In the message below on the 0% limit for contracted parties, copy word for word the part from "We advised Counsel" to "could apply without risk of loosing its application fee.".

SELECTED PASSAGE —
────

Following up on the "We Failed" "No we didn't" thread ...


We advised Counsel that we understood 0% to mean that no current contracted party, registrar _or_ registry, could apply without risk of loosing its application fee.

Staff responded by raising the limit from 0% to a de minimus value, and I think we made it clear that this allowed all but at least one current contracted party, a registry, to apply without risk of loosing its application fee.

All of the proposals offered subsequent to Nairobi were of the form that would allow all contracted parties currently registries, to apply without risk of loosing their application fees.

However, there was no consensus on that proposition in isolation.

Restated, there was consensus that no proposal that allowed some contracted parties, but not all contracted parties, to apply without risk of loosing their application fees could be adopted.

Similarly, there was consensus that no proposal that allowed only brand managers to exercise a registrar function while operating a registry to apply without risk of loosing their application fees could be adopted.

These appear to be broad areas of consensus that:

a) no existing operator will, through its access to a existing registry's cash flow (registry margin), unfairly compete with new operators establishing new markets,

b) no existing (or future) registrar will, through its access to a existing registry's cash flow (registrar margin), unfairly compete with new operators establishing new markets,

and

c) no brand manager, and possibly no other applicants (this is the point of the GAC's recommendation), will, through its access to private revenues, unfairly compete with registrars establishing new markets.

As an applicant, this looks pretty good. VGRS won't define the new market. Neither will any accidental or intentional common business model of Afilias and NeuStar and GoDaddy and eNom and TuCows and NetSol. Registrars with the overwhelming bulk of their revenue in the CNOBI market won't be re-marketing the same business model as new markets. What happens in Vegas, stays in Vegas, where "Vegas" means the market as it is, at present, less the .coop, .cat, .museum, bits, that are distinct gTLD markets.

Since I've worn a registry's hat, and a registrar's hat, and a registry back-end operator's hat, the first two contracted parties, the third only incidentally a contracted party, I'm going to offer my opinion as if I were representing a contracted party on this as an outcome.

This isn't an especially adverse outcome. No existing competing contracted party will gain market share through the first round. The risk of new market creation will be born by new entrants. All new market entrants are prospective investment opportunities at some point in the future, after the winners and losers have been shaken out. There is adequate time to reach a consensus position that will inform the Board prior to the second round.

This also allows brand and walled garden managers time to reconcile or revise their various value claims -- that .brand will end the risk of dilution, or that consumers prefer subscriber relationships with vendors for whom name spaces are an after-market activity.

I think 0% works out pretty good for new entrants.

────

SUPPLIED DATA —
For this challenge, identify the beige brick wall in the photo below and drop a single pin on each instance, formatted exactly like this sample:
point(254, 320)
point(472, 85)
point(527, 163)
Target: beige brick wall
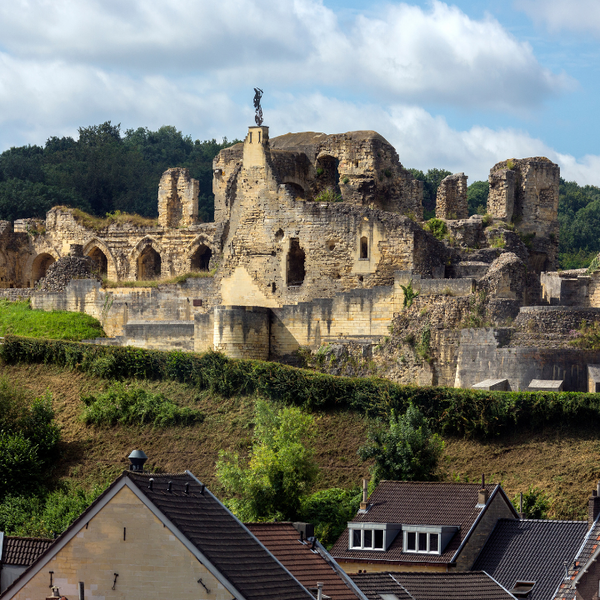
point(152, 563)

────

RESULT BELOW —
We advised Counsel that we understood 0% to mean that no current contracted party, registrar _or_ registry, could apply without risk of loosing its application fee.